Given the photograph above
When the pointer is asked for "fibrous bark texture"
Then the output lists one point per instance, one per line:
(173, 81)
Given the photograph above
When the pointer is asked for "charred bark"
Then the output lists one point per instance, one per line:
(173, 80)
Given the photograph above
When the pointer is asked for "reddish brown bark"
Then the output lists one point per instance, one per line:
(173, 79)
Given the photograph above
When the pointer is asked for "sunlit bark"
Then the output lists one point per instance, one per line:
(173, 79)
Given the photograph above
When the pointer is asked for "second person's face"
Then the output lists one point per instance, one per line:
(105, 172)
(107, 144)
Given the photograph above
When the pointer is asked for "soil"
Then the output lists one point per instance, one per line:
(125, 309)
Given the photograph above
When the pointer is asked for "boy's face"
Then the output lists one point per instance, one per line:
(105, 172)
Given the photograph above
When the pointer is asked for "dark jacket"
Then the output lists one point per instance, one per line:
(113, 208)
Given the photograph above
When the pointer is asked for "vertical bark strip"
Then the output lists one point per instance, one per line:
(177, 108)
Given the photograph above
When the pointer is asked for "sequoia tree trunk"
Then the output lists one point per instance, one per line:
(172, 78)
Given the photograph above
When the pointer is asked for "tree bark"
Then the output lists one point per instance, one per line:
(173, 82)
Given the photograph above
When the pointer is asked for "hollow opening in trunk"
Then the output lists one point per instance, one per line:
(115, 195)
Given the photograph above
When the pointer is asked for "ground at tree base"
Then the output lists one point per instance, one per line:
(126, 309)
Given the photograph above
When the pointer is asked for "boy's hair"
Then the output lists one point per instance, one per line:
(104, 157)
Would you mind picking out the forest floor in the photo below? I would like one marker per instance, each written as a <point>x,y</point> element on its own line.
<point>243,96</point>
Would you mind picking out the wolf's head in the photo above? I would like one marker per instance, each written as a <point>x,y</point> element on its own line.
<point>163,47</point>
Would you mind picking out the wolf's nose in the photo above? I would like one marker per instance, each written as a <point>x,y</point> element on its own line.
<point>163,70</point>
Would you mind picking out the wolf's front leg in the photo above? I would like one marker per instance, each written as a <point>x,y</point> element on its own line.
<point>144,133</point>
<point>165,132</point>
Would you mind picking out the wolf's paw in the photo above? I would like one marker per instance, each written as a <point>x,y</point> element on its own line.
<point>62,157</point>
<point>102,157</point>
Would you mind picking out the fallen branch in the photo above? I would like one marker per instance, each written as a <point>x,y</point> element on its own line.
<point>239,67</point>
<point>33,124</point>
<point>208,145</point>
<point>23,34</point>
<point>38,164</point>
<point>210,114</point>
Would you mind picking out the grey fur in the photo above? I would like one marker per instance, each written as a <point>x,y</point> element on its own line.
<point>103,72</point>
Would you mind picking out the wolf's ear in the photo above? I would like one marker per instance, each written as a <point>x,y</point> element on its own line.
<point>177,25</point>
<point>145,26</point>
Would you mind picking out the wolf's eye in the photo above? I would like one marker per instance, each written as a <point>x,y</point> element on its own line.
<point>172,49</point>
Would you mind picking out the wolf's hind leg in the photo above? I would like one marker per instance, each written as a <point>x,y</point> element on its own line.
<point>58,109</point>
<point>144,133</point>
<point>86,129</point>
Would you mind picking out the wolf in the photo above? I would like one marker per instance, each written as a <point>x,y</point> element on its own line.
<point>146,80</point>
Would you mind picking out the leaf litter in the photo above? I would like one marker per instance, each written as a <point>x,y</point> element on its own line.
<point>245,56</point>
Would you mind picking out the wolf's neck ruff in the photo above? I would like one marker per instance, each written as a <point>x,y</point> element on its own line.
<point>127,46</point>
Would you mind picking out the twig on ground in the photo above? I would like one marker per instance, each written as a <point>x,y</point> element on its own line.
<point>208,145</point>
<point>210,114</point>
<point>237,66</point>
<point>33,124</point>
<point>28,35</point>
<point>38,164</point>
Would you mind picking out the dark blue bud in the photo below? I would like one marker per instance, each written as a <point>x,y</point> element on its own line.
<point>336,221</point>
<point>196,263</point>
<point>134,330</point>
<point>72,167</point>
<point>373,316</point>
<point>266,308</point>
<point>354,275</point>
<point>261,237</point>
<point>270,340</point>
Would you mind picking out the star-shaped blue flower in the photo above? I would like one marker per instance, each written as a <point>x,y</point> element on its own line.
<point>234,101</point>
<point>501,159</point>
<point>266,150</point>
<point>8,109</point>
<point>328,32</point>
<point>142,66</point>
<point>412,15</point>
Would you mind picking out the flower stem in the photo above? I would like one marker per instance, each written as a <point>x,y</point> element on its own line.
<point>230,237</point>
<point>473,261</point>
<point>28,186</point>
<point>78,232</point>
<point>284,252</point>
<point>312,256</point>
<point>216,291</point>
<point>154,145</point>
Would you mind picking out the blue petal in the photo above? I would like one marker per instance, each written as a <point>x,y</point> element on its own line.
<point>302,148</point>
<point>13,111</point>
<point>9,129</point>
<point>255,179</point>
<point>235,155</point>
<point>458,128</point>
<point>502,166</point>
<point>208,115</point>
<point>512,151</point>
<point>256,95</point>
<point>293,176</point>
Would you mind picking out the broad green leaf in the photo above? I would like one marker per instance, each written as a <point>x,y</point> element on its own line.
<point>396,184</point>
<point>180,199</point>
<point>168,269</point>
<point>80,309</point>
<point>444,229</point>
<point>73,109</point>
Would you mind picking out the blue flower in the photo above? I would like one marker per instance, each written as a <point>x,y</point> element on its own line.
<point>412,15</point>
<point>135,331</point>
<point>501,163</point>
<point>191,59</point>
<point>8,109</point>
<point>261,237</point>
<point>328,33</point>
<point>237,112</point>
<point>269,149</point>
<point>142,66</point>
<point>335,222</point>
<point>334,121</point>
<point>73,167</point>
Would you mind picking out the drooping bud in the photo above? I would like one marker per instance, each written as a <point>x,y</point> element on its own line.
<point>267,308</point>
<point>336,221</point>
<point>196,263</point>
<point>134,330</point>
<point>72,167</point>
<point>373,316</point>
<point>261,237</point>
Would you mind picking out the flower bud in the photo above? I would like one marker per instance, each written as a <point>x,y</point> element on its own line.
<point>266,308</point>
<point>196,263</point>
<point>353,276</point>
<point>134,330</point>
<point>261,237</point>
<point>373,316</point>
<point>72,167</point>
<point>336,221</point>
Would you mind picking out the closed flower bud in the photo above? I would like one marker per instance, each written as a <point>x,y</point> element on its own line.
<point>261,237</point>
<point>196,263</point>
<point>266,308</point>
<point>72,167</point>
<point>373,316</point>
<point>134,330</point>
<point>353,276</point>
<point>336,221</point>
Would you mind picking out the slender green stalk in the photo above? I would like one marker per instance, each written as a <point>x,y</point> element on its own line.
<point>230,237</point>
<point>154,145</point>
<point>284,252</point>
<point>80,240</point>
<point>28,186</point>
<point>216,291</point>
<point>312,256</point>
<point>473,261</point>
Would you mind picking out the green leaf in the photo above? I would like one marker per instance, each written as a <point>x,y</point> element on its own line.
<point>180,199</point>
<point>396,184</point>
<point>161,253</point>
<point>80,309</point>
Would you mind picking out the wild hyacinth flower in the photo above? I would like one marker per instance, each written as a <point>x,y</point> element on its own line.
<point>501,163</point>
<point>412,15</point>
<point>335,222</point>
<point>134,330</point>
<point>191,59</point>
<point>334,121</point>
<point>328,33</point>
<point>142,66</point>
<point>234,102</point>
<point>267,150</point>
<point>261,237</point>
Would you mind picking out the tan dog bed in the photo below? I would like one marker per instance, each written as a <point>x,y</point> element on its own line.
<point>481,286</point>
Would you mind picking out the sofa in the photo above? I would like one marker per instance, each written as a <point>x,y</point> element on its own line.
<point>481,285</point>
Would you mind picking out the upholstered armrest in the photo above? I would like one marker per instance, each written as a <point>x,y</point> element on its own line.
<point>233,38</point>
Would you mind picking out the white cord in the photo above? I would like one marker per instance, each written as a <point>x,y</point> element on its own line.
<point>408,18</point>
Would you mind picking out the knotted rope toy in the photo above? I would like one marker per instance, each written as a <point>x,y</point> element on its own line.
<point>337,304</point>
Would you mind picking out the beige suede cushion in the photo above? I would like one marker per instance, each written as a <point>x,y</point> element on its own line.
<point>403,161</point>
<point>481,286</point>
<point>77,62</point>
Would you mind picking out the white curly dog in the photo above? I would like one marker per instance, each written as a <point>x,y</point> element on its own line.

:: Activity ::
For the word "trunk", count the lines of the listing that hold it, and reply with the count by itself.

:: Response to the task ::
2